━━ PROVIDED TEXT
Change

by Mark Tascone

 

A short while ago, I stopped at my favorite convenience store to pick up my usual soft drink. It’s always been ninety-nine cents out the door and I had this routine down. Hand the cashier a dollar, leave the penny on the counter and I was on my way. There was only one problem. The price of the drink had gone up by a dime, and all I had was folding money. This could only mean one thing change. Oh Lord how I hate change. I feigned a small smile as she loaded up my hand and made my way to the parking lot. Why did the price have to go up, why didn’t it stay the same? When I reached my messy old work van, it was obvious there was no place to put the little rattlers. I decided to pour them onto the passenger seat and deal with this situation later. When I opened  my fingers, I noticed something. It was an old quarter, a real quarter, the kind I grew up with. For some reason, I felt compelled to check the date. Oh my God, 1971.
━━━━
** THE TASK **
Resume the short story about the convenience-store change and the 1971 quarter, starting right after "Oh my God, 1971." None of the dataset entries are needed here.
━━ PROVIDED RECORDS
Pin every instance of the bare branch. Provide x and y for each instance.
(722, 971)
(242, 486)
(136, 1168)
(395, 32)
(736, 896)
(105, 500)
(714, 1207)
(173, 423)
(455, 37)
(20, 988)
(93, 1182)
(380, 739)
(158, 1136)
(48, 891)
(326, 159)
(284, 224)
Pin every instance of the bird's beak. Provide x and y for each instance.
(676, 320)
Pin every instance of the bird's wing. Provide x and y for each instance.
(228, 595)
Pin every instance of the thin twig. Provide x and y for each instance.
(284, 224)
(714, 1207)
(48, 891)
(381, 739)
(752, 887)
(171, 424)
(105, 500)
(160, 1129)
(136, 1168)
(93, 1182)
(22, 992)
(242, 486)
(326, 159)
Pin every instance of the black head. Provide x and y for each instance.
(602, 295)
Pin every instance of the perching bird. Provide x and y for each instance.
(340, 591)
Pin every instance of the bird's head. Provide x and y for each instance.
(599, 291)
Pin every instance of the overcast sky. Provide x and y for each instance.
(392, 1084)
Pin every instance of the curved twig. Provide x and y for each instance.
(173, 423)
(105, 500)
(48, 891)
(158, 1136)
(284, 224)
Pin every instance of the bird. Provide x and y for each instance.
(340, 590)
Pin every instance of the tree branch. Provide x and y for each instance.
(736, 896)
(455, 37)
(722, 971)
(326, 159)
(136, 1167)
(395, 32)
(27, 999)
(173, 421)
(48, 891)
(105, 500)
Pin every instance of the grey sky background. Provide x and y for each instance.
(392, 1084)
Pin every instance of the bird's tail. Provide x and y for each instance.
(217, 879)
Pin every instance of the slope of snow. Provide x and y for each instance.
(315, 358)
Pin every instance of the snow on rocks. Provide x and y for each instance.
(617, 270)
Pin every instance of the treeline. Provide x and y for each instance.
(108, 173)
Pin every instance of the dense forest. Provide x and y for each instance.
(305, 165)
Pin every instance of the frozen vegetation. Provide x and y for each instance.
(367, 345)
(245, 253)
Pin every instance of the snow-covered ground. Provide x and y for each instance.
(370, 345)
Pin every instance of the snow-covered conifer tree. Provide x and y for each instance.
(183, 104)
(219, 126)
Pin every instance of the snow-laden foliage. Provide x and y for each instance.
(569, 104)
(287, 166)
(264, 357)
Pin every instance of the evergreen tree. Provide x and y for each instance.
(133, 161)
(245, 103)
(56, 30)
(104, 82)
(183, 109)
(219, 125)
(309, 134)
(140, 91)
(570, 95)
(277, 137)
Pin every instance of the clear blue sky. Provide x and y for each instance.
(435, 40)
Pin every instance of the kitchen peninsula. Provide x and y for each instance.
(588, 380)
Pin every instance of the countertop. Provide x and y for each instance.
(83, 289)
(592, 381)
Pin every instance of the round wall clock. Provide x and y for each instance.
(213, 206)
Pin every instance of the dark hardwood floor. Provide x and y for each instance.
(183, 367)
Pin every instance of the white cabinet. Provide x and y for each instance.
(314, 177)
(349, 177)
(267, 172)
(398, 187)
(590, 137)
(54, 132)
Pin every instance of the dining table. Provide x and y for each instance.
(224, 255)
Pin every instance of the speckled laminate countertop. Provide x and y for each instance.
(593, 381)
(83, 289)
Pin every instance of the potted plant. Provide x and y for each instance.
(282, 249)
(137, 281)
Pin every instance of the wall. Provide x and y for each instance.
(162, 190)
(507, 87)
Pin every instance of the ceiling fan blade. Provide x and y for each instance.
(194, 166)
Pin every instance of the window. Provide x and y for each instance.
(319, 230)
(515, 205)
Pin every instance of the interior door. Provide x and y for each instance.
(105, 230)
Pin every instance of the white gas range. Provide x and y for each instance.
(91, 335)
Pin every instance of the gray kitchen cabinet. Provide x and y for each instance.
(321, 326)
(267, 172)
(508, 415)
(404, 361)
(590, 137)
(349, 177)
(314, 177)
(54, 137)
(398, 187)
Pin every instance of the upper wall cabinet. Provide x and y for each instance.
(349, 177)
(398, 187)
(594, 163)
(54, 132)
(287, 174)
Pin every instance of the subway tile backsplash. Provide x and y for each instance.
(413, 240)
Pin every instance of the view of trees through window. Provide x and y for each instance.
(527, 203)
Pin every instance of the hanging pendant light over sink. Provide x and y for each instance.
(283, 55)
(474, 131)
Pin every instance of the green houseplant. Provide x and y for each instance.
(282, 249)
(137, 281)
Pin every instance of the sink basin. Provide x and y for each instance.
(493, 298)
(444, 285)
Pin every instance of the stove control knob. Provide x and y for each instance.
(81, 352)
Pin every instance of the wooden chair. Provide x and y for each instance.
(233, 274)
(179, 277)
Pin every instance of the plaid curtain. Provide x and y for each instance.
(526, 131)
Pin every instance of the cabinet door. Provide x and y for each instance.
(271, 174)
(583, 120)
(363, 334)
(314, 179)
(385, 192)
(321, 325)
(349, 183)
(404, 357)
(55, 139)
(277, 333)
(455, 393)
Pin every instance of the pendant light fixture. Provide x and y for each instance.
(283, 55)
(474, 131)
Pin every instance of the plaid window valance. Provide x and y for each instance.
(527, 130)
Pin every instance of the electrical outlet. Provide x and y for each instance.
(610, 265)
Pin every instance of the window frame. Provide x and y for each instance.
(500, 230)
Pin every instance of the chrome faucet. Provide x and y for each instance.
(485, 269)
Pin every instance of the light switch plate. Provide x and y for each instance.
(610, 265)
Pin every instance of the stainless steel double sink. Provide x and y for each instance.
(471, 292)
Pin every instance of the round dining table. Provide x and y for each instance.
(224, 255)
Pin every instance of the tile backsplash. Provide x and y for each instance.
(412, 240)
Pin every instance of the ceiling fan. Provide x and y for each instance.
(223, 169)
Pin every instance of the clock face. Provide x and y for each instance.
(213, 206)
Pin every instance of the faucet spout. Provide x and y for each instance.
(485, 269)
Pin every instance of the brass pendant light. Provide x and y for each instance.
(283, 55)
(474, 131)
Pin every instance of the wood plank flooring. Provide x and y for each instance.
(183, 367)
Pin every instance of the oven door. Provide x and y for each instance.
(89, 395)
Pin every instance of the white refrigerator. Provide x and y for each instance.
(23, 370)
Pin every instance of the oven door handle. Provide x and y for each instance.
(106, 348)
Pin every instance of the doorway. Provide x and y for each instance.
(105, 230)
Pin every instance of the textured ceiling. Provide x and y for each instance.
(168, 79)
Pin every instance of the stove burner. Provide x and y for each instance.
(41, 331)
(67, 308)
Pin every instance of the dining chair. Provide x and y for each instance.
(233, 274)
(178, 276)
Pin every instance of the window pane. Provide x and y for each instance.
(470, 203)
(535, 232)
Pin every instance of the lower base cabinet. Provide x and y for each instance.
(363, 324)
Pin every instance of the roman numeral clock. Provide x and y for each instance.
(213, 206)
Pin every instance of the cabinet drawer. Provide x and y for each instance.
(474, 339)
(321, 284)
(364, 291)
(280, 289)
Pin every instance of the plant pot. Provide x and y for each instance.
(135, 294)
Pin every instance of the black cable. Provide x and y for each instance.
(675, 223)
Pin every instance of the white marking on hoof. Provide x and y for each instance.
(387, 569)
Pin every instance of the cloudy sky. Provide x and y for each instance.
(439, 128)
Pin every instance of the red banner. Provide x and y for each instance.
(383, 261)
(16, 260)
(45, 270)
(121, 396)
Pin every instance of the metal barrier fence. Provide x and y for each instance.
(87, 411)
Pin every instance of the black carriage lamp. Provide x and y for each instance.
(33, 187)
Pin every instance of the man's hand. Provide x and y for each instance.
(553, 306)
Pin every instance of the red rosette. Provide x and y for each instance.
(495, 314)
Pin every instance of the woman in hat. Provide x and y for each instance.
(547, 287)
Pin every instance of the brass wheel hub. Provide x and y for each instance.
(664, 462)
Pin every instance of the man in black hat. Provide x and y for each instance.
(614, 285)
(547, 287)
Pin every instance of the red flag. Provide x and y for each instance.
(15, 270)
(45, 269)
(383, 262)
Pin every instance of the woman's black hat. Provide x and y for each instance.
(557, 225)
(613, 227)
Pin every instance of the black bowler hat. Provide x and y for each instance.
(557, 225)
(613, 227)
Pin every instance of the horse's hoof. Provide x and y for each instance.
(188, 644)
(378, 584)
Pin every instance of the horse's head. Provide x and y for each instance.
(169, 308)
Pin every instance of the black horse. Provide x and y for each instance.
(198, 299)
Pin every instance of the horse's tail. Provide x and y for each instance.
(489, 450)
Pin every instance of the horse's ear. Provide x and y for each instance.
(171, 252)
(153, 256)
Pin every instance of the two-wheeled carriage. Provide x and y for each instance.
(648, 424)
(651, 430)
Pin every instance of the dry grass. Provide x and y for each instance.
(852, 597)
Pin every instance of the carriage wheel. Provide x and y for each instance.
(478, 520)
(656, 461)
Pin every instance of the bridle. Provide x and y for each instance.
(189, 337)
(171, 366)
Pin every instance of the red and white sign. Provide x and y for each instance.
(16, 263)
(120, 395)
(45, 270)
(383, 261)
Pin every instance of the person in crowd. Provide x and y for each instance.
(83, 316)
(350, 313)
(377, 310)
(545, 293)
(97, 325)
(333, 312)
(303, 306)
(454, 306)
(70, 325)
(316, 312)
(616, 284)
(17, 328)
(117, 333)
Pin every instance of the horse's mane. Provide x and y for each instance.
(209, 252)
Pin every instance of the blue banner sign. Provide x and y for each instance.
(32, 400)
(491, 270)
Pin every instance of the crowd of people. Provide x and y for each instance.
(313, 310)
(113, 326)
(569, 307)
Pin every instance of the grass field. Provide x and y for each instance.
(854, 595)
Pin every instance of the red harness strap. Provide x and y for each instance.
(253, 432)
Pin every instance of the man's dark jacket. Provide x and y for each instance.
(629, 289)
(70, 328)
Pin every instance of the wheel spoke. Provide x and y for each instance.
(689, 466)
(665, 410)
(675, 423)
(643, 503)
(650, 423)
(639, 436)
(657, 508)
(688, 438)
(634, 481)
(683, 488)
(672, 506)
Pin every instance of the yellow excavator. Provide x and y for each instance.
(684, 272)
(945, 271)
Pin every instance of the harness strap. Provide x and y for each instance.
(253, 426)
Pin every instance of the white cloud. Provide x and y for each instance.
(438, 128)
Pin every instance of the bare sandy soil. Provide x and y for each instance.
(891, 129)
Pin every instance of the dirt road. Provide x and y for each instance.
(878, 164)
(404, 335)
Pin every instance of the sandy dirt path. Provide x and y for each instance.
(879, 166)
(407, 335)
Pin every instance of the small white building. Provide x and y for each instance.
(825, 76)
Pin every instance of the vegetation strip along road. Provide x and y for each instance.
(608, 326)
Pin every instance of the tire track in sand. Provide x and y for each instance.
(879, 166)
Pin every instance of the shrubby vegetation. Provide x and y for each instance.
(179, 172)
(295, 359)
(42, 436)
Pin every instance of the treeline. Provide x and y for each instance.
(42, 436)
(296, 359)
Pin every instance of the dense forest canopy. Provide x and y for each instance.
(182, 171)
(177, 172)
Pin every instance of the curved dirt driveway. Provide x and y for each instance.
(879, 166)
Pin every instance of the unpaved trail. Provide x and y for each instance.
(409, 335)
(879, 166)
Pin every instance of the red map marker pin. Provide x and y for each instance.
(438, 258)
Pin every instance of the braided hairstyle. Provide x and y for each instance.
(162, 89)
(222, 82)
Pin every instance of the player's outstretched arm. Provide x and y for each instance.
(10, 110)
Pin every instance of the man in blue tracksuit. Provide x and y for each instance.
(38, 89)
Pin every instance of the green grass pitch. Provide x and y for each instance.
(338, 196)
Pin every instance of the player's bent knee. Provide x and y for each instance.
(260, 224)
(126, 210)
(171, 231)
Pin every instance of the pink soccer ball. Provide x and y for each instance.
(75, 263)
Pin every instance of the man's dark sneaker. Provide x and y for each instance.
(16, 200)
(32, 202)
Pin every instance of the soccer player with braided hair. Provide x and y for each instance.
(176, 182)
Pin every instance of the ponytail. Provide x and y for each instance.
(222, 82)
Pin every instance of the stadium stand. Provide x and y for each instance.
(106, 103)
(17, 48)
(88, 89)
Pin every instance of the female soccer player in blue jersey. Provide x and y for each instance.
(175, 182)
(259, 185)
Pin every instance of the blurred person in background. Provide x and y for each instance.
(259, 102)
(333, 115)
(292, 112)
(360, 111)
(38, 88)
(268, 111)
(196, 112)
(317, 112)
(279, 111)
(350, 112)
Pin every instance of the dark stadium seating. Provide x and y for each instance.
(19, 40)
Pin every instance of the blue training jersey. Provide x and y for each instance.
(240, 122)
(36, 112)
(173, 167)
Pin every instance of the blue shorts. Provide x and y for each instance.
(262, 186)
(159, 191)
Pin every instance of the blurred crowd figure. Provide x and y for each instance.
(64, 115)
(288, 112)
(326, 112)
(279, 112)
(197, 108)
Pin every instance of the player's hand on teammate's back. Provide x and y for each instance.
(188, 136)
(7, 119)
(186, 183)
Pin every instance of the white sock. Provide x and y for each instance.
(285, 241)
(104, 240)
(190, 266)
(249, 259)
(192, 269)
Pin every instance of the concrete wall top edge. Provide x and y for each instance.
━━━━
** RESPONSE FOR THIS EXERCISE **
In the Summer of 1971, a young family of six prepared to become a young family of five. We had watched a wife and mother battle cancer over the past two years and the end was drawing near.The last family vacation had been taken, all the prayers said, and in the warmth of a late July afternoon, the war was over. The world did not hesitate to accommodate our grief, it just kept spinning. It was merciful really. There was so much on the horizon that had to be done. We had to pull together, we had to go forward. When you are thrown into the fire, the choices are but two melt or become tempered. To this day I am thankful that we all chose the latter. When her earthly reality ended, my mother had never used a hand held calculator, never knew the outcome of the Vietnam war, and certainly never even dreamed of a little thing called the internet. It was a different world then and in my hand was a relic from that time.

I was hooked now. The next coin I encountered was a tarnished penny. The date was 1982. On a cold rainy November evening of that very same year, I found myself in a crash course on the Cesarean section procedure. My wife’s long labor had stopped progressing, and If I wanted to be present for the delivery, I had to be educated. To this day I can’t remember a thing that was said. I was too busy invoking the heavens. I had learned a decade earlier not to ask for outcome, it was better to pray for strength. For some unknown reason on that magical evening, I was granted both. When I got back to the birthing room, the nurse was smiling. The labor was moving forward. It would be a natural delivery. At twenty five, I had no business being married let alone starting a family and yet there I was. I remember staring out the hospital window into the cold wet darkness, cradling my precious first born in my arms. The road going forward was a giant frightening question mark, but this much I knew. School was in session now and my place in the Universe had been altered forever.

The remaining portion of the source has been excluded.